→ What the task requires
Please rename "shadow on wall" to "shadow on the wall" in the stretch of the listing from the line containing "mark the shadow" through the end of the listing, changing nothing else. Leave the picture out of your answer.

[Dataset records]
=-=-=
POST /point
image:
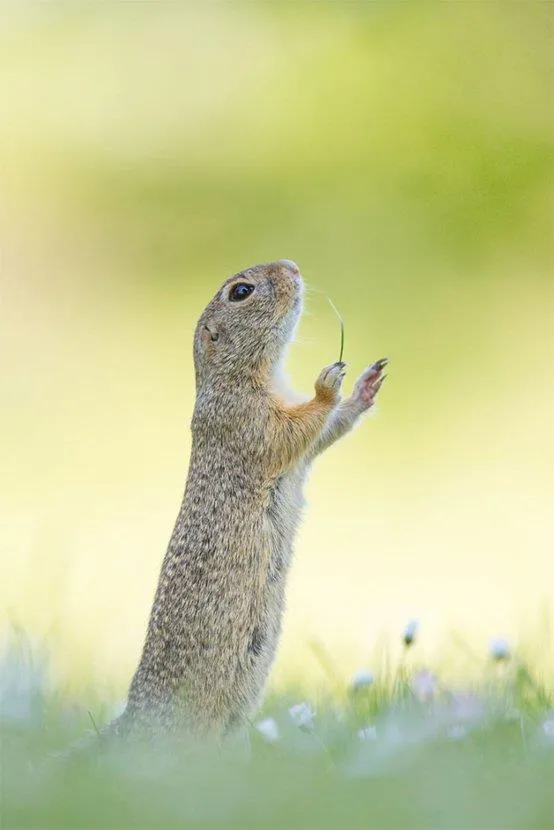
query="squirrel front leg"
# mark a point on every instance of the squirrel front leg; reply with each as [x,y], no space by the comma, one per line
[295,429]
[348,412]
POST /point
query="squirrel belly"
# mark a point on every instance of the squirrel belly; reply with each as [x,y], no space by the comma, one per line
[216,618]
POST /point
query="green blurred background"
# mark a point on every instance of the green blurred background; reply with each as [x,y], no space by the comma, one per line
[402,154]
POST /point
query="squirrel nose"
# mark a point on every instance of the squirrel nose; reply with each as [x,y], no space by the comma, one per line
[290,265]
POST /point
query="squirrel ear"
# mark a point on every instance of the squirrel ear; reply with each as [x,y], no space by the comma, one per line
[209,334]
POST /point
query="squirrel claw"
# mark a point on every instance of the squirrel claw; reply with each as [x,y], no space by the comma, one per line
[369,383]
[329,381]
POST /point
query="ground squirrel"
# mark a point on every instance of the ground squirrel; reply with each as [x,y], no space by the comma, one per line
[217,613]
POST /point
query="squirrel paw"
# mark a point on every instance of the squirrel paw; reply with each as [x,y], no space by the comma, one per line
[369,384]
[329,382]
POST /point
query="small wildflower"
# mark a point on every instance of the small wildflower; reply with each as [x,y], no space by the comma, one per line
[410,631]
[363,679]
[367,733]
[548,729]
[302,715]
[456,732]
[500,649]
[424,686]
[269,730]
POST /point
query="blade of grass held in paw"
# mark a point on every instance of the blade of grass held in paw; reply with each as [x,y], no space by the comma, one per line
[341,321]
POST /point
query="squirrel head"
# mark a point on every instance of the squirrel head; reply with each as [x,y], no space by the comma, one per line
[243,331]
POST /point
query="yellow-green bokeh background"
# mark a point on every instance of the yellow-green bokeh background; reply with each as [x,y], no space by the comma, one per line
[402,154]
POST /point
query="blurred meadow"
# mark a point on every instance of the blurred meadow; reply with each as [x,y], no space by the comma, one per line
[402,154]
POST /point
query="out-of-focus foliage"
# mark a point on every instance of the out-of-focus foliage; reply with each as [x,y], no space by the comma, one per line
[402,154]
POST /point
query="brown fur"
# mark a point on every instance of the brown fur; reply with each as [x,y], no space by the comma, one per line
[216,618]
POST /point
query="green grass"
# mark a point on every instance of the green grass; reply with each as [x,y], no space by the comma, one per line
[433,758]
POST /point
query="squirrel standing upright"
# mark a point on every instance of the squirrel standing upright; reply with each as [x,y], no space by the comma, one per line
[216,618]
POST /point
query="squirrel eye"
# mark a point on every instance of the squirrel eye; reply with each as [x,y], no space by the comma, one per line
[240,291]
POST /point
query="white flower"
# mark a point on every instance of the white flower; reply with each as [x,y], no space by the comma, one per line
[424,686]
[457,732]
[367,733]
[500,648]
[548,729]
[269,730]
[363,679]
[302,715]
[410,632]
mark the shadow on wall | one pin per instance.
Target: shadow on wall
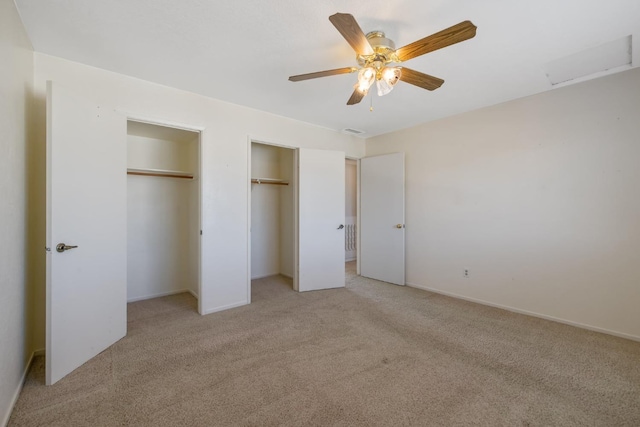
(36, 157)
=-=-=
→ Result of the exercise
mark the shadow on the wall | one pin per instance.
Target: shadow on the wall
(36, 157)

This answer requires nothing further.